▸ **Object location annotation data**:
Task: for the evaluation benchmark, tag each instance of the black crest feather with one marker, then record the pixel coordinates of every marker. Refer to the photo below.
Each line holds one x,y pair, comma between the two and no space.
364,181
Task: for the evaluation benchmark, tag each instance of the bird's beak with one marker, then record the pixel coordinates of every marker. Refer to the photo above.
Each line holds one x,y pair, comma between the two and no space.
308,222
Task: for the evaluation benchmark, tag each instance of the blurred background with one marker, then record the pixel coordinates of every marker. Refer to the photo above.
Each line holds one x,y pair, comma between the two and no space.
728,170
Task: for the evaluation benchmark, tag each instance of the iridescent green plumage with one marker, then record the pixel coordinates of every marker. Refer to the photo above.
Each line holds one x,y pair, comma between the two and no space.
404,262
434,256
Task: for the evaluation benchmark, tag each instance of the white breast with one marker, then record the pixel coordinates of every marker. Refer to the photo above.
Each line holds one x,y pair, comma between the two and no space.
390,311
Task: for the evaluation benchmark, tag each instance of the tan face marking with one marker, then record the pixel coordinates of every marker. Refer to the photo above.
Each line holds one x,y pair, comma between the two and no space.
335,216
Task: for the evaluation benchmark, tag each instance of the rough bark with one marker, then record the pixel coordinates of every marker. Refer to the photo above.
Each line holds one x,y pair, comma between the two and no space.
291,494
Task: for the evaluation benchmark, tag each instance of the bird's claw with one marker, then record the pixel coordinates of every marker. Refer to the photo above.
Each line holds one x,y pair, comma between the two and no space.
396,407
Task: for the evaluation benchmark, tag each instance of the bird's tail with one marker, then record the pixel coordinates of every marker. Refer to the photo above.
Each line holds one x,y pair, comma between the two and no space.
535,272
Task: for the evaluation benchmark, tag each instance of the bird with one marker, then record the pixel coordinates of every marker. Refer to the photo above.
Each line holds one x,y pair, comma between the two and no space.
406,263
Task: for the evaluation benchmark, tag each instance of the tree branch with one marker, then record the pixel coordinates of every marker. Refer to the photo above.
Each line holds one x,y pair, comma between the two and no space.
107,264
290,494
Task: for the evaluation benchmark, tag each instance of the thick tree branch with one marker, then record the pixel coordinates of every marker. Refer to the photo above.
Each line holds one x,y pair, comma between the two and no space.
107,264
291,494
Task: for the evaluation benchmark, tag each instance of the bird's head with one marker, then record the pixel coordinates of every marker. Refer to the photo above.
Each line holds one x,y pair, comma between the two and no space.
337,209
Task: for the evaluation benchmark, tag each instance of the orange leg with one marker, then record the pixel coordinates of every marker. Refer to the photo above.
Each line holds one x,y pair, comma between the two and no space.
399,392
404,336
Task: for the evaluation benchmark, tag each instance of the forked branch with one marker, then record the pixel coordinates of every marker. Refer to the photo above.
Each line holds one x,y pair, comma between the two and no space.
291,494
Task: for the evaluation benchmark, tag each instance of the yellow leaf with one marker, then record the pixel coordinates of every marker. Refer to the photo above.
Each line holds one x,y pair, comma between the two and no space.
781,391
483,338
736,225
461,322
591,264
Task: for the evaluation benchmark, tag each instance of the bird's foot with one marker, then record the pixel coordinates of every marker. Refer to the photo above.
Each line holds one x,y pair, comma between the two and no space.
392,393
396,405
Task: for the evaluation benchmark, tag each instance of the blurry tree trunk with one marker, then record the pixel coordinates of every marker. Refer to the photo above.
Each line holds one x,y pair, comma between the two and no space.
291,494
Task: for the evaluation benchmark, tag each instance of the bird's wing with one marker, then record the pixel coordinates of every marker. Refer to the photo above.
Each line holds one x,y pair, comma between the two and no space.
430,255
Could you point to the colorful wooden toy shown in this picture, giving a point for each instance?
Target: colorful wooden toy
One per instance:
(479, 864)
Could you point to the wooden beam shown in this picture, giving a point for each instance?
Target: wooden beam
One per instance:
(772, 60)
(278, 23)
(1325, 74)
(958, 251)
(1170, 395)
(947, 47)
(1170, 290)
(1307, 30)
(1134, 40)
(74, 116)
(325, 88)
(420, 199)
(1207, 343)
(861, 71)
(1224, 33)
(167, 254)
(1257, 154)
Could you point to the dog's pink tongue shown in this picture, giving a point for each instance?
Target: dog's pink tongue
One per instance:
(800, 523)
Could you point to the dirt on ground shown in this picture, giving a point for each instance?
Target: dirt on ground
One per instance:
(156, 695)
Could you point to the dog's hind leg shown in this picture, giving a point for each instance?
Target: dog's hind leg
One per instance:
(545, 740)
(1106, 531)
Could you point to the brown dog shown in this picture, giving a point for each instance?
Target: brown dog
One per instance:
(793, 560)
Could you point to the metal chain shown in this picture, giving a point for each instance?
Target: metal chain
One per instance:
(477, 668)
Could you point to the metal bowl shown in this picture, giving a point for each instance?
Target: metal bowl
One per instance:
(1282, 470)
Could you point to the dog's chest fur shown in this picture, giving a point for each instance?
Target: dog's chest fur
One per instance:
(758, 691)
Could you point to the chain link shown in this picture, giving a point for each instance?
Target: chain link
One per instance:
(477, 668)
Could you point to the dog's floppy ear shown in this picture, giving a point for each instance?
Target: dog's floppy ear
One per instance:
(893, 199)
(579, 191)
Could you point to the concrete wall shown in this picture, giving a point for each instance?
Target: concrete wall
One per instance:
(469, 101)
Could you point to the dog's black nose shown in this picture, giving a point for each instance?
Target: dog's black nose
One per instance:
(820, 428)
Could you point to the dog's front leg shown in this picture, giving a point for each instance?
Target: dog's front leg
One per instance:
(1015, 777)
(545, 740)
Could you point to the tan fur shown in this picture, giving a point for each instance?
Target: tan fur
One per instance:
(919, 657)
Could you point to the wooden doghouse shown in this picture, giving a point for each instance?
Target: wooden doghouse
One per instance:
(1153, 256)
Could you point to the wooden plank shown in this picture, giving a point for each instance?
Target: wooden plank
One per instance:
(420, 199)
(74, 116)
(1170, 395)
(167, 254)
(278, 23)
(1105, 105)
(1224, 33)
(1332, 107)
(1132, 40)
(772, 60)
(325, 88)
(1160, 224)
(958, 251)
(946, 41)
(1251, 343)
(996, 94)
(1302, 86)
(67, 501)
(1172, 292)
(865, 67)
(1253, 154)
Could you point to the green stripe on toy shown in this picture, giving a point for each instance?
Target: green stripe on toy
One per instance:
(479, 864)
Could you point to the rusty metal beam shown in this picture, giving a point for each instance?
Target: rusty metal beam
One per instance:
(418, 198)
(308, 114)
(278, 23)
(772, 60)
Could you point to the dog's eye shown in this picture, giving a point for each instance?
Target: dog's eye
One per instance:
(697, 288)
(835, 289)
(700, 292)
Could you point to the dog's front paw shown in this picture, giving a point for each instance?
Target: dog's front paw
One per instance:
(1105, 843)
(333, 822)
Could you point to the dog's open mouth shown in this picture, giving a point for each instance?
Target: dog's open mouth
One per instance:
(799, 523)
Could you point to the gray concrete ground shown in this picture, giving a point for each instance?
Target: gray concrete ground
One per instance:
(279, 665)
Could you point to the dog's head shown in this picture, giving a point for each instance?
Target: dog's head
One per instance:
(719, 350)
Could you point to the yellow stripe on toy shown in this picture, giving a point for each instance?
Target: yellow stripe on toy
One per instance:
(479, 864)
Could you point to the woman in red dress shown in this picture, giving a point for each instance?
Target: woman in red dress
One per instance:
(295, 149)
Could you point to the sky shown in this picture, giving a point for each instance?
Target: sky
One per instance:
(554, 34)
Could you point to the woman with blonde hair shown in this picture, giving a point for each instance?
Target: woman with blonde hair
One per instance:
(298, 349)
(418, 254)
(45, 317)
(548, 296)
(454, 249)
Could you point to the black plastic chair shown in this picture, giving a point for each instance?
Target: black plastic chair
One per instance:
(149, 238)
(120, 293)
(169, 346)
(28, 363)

▸ **Do this**: Copy out every line of the listing above, character for character, with no changes.

▸ **Finished answer**:
Task: for the evaluation benchmark, tag each instance of the black crest feather with one marker, then record the pixel coordinates of every marker. Refer to the photo below.
Each line holds one x,y pair, comma between the two and no space.
364,181
Task: for the evaluation benchmark, tag each instance of the bird's beak with one marker, then record the pixel coordinates of every marker. Refer to the photo above.
Each line holds one x,y pair, comma between the two and no space.
308,222
Task: for the evaluation benchmark, tag each instance of the blurred background with one marker, then record the pixel coordinates of every marker. Refer to the photo above.
Each line holds one x,y pair, comma between the two and no space.
728,170
Task: for the evaluation benchmark, tag each instance of the iridescent green plumage with one marker, then record the pixel coordinates of every marker. Refer to the photo above.
Each line holds one x,y pair, comma between the two and no space.
404,262
434,256
Task: for the evaluation benchmark, tag each instance of the white breast with one marker, then record the pixel coordinates of every marker. Refer to the photo above.
Each line holds one x,y pair, comma between the two and no space.
390,311
Task: for the evaluation benchmark, tag each instance of the tan face marking with one marker, then record the pixel coordinates of every marker. Refer to the photo above.
Each line holds one x,y pair, comma between the two and no space.
335,216
Task: for the evaluation benchmark, tag each instance of the rough bark with one marker, then record the pixel coordinates of every marker. Refer to the photo above.
Each line holds one x,y pair, comma between the two and no space.
291,494
Task: for the evaluation benchmark, tag each instance of the bird's claw with one marker, then record the pixel coordinates of every marker. Refer to the photo above.
Each line holds one x,y pair, comma between the two and no space.
396,407
Task: for the evaluation benchmark, tag each instance of the bird's tail with one marker, then record the pixel coordinates of every marker. Refer to the photo above.
Each line holds one x,y pair, comma between the two and no space.
535,272
Task: for the evaluation benchmark, tag each instance of the bird with one marker, then record the pixel coordinates of every marker. Refer to the photo above.
Each line holds one x,y pair, comma between the two and no space.
406,263
Task: for the evaluation benchmark, tag each instance of the tree branch with one marker, then record the pixel coordinates of every marker. Refer to the photo above.
Each line holds one x,y pair, comma between the two and no space.
107,264
290,494
Task: for the evaluation benchmark, tag each instance of the thick tree branch with one marker, then record the pixel coordinates of every marker. Refer to the photo above.
Each line holds one x,y pair, comma between the two and no space.
107,264
291,494
Task: for the evaluation benchmark, tag each instance of the bird's head with one marker, then record the pixel coordinates of every marker. Refer to the photo above.
Each line holds one x,y pair, comma between the two and no space.
337,209
Task: for the evaluation benchmark, tag each instance of the orange leg with one marker, then record the pixel coordinates of every marker. Refer to the photo above.
Each line holds one x,y pair, comma between the two and no space.
399,392
404,336
Task: for the evaluation benchmark, tag each instance of the forked branch with one marker, then record the pixel coordinates of every marker. Refer to the photo above.
Each line holds one x,y pair, comma between the two and no space.
291,494
Task: for the evaluation benchmark, tag each instance of the yellow leaf with one marker, then record the pixel coordinates of every marker. Refer to the photo above.
Each line holds one x,y pair, comma between the two and no space.
781,391
483,338
736,225
461,322
591,264
Task: for the evaluation benchmark, tag each instance of the bird's foot with one marker, then record the pixel coordinates of every marker. Refer to the photo above.
Each line holds one x,y pair, comma between the two and no space.
392,393
396,405
Task: for the evaluation benchmark, tag each instance of the blurry tree trunk with one marker, then record the pixel coordinates of every marker. Refer to the photo above.
Each line holds one x,y pair, comma between the two and no space.
291,494
Task: for the evaluation benchmark, tag each instance of the bird's wing with one marker, then record the pixel coordinates of every marker. Refer to the photo above.
Each line holds one x,y pair, comma between the two and no space.
430,255
Could you point to the colorful wooden toy shown in this picture, giving a point for each instance?
Target: colorful wooden toy
One per instance:
(479, 864)
Could you point to the wooden beam shown in this picture, giving a point for each instance?
Target: wooden beam
One per instance:
(772, 60)
(278, 23)
(1325, 74)
(958, 251)
(1170, 395)
(947, 47)
(1170, 290)
(1307, 30)
(1134, 40)
(74, 116)
(325, 88)
(420, 199)
(1207, 343)
(861, 71)
(1224, 33)
(167, 254)
(1257, 154)
Could you point to the dog's pink tongue shown in this picture, giving a point for each instance?
Target: dog's pink tongue
One per instance:
(800, 523)
Could you point to the dirt on ground shown in this picture, giving a point for each instance?
Target: dirt on ground
One per instance:
(156, 695)
Could you point to the dog's hind leg shown in this picture, giving a point for each instance?
Target: dog's hind leg
One per instance:
(545, 740)
(1106, 531)
Could you point to the brown dog shown in this picture, giving a point for each instance?
Target: brown dog
One per instance:
(793, 560)
Could you point to the metal chain shown in this picture, giving a point for each instance?
Target: metal chain
One per instance:
(477, 668)
Could you point to the metal bowl shown in this picture, giving a point for each instance?
Target: metal bowl
One per instance:
(1282, 470)
Could you point to the dog's chest fur shown in this picture, giving a point for each instance?
Target: dog's chest fur
One per instance:
(758, 691)
Could you point to the chain link shown in this picture, giving a point for each instance?
Target: chain link
One per instance:
(477, 668)
Could you point to the dog's floppy ear shown in this picture, giving a point for each instance?
Target: dog's floppy ear
One per instance:
(893, 199)
(579, 191)
Could you point to the concrete wall shown in this picture, giving a point for each instance?
Target: concrete wall
One per instance:
(469, 101)
Could you point to the dog's black nose shown in this picture, giving a point for each instance?
Target: dog's black nose
One per instance:
(820, 428)
Could you point to the dog's front leg shown in this picture, giving a point for each instance?
Target: dog's front leg
One per instance:
(1015, 777)
(545, 740)
Could you point to the tan fur shown in this picture, giving a point for each instance?
Target: tan fur
One per instance:
(919, 657)
Could you point to the wooden doghouse shown in this picture, giving a point for each instance?
Target: wooden doghouse
One per instance:
(1153, 256)
Could you point to the wooden plank shown in this picture, giving a point for each instance?
Target: wooden plank
One per instance:
(420, 199)
(74, 116)
(1170, 395)
(167, 254)
(278, 23)
(1105, 105)
(1224, 33)
(1332, 107)
(1132, 40)
(772, 60)
(325, 88)
(1160, 224)
(958, 251)
(946, 41)
(1251, 343)
(996, 94)
(1302, 86)
(67, 501)
(1172, 292)
(865, 67)
(1253, 154)
Could you point to the green stripe on toy shown in this picture, giving a point for each instance?
Target: green stripe on toy
One per instance:
(479, 864)
Could you point to the rusty metal beam shown in this picture, giving a point for each instance?
Target: rusty metal beam
One per instance:
(418, 198)
(308, 114)
(278, 23)
(772, 60)
Could you point to the dog's eye shown in this picture, giving a point for each instance?
Target: dog's eye
One per instance:
(697, 288)
(835, 289)
(700, 292)
Could you point to the dog's front paw shown in this picture, giving a point for each instance?
Target: dog's front paw
One per instance:
(1105, 843)
(333, 822)
Could you point to the dog's open mouth shown in this picture, giving a point for each instance?
Target: dog's open mouth
One per instance:
(799, 523)
Could you point to the gray concrete ground shown in this picture, giving a point for each instance?
Target: gray concrete ground
One per instance:
(279, 665)
Could you point to the dog's head shown in this picture, giving a point for each instance?
Target: dog's head
One per instance:
(719, 350)
Could you point to the yellow stripe on toy shown in this picture, giving a point for each instance?
Target: yellow stripe on toy
One per instance:
(479, 864)
Could you point to the woman in red dress shown in this picture, giving a point for each instance?
Target: woman in red dress
One per instance:
(295, 149)
Could you point to the sky shown in this picture, giving a point for each instance?
Target: sky
One per instance:
(554, 34)
Could you point to the woman with blonde hair shown in this picture, giving a point for each instance?
Target: woman with blonde hair
One per instance:
(298, 349)
(418, 254)
(45, 317)
(548, 296)
(454, 249)
Could you point to the black plastic chair shown in this picture, giving a point for each instance?
Target: black plastic chair
One per instance:
(149, 238)
(120, 293)
(169, 346)
(28, 363)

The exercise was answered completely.